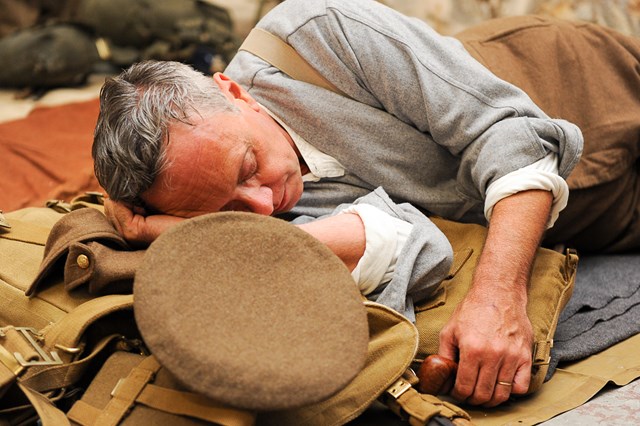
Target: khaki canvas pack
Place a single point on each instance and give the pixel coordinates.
(73, 355)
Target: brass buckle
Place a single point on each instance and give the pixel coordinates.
(547, 361)
(398, 388)
(51, 358)
(3, 221)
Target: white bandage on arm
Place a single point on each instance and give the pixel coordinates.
(542, 174)
(385, 237)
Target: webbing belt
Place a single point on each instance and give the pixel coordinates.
(278, 53)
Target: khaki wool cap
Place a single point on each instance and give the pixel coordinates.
(250, 311)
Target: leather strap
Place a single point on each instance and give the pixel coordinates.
(278, 53)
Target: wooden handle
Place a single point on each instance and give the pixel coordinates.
(437, 375)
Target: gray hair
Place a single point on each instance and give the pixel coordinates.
(136, 109)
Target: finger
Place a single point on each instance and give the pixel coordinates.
(503, 386)
(486, 382)
(522, 378)
(447, 348)
(467, 377)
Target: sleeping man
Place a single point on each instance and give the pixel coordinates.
(422, 128)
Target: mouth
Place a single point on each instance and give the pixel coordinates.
(282, 202)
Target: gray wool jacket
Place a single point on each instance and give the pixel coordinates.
(422, 119)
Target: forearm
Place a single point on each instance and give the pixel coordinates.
(515, 233)
(344, 235)
(490, 332)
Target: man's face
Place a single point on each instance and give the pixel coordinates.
(227, 161)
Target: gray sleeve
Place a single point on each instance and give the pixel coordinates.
(423, 263)
(401, 65)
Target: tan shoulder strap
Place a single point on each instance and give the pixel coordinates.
(26, 232)
(281, 55)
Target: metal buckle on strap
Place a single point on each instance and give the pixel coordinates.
(536, 356)
(398, 388)
(3, 221)
(51, 358)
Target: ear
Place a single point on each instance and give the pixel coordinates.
(233, 91)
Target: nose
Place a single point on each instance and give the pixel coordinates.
(258, 200)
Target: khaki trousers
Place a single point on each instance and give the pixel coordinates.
(589, 75)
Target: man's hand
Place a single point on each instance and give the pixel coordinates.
(493, 337)
(134, 225)
(489, 333)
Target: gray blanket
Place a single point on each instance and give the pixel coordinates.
(604, 308)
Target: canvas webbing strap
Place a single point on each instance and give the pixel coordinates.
(68, 330)
(135, 388)
(419, 408)
(25, 232)
(65, 375)
(193, 405)
(49, 414)
(280, 54)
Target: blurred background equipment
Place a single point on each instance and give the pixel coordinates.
(50, 44)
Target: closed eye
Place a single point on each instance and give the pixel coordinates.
(249, 167)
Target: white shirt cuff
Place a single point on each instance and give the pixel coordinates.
(385, 237)
(542, 174)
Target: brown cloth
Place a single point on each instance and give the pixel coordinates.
(589, 75)
(250, 311)
(47, 155)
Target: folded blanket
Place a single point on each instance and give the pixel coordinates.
(604, 308)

------

EXERCISE REQUIREMENTS:
Starting at the line that contains "Target: man's face", retype each line through the end of the listing above and nothing else.

WRITTEN RESPONSE:
Target: man's face
Place a single point on each instance and give the pixel coordinates.
(227, 161)
Target: gray sleeve
Place a single point on each instance and give the pixel coordinates.
(423, 263)
(401, 65)
Target: tan shoulder strap
Place a single point on each instance and give the pixel coordinates.
(26, 232)
(281, 55)
Target: metal buckle on strap
Place a single point on each instance and give the pixel coordinates.
(536, 356)
(398, 388)
(3, 221)
(51, 358)
Target: ear
Place a single point on each instance and give the pixel coordinates.
(233, 91)
Target: nose
Place a single point on each instance and give the pixel coordinates.
(258, 200)
Target: khaki trousers
Place a single point on each instance and give the pixel coordinates.
(589, 75)
Target: man's hand
Place a single point on each instance and give the pixel coordinates.
(493, 337)
(134, 225)
(489, 333)
Target: gray blanket
Place a single point on each instance and give the pixel coordinates.
(604, 308)
Target: canvas webbing strap
Place a single point on each instance and give the pixel coordinates.
(68, 330)
(135, 388)
(419, 408)
(25, 232)
(65, 375)
(193, 405)
(49, 414)
(280, 54)
Target: blurred background equipment
Place a single point on each instance and give the pixel coordinates.
(50, 44)
Target: closed eye
Place a single point on each instance and give the pixel coordinates.
(249, 167)
Target: white shirt cuff
Place a single point on each instance and give the pixel coordinates.
(385, 237)
(542, 174)
Target: brown cloth
Place a single point on each instance and give the pixel coordinates.
(589, 75)
(250, 311)
(47, 155)
Target: folded blanket
Place a single point on each instance and give the pixel coordinates.
(604, 308)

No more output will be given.